(Labeled area outline items)
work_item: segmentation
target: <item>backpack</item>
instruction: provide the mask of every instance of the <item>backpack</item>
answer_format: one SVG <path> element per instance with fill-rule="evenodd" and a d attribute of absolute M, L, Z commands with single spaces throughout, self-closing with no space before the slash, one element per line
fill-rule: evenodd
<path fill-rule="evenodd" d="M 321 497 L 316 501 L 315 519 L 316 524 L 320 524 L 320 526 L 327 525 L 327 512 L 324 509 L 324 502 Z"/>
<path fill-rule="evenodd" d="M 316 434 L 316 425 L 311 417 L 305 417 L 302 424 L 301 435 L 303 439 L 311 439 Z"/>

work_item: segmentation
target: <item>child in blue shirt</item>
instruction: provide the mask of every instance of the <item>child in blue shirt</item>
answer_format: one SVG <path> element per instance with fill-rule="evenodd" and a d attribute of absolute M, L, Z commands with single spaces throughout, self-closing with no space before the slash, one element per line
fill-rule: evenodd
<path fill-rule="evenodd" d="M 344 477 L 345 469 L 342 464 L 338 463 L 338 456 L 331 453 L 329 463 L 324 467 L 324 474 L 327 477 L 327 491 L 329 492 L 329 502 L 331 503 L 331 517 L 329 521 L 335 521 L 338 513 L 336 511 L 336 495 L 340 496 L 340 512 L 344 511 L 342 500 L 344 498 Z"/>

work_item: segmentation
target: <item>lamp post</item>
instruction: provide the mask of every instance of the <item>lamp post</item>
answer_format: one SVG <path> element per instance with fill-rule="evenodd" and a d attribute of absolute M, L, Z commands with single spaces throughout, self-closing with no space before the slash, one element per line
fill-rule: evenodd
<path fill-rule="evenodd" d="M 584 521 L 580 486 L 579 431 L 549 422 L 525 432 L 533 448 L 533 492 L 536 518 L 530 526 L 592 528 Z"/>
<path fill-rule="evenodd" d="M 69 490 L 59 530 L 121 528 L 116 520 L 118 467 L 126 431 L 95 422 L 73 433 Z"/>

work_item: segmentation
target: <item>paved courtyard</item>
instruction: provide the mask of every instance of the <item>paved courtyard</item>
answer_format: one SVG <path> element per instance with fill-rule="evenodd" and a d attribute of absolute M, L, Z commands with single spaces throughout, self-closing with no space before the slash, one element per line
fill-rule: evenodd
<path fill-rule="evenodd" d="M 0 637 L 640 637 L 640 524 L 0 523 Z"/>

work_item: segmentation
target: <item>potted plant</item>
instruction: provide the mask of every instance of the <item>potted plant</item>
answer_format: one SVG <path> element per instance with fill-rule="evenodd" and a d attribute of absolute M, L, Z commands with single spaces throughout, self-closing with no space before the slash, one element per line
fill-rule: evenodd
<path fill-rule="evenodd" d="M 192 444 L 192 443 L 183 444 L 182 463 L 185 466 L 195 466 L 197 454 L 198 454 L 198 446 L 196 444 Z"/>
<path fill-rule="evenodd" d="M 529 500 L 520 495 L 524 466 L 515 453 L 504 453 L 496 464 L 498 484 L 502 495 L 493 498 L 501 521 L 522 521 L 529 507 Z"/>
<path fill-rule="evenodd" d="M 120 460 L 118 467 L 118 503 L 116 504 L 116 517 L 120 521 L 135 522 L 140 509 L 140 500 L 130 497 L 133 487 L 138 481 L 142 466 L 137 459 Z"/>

What needs to be done -> Format the rows as a Markdown table, starting at the very first line and ending at the line that contains "321 497 L 316". Use a "Number" column for the row number and a "Line" column for the line itself, and leave out blank lines.

Finished exercise ->
| Number | Line |
|---|---|
| 1 | work_item: segmentation |
| 2 | target: <item>backpack</item> |
| 3 | instruction: provide the mask of every instance of the <item>backpack</item> |
| 4 | answer_format: one SVG <path> element per instance with fill-rule="evenodd" and a d attribute of absolute M, L, Z commands with single spaces throughout, self-closing with no space before the slash, one element per line |
| 5 | fill-rule: evenodd |
| 6 | <path fill-rule="evenodd" d="M 321 497 L 316 501 L 315 519 L 316 524 L 320 524 L 320 526 L 327 525 L 327 512 L 324 509 L 324 502 Z"/> |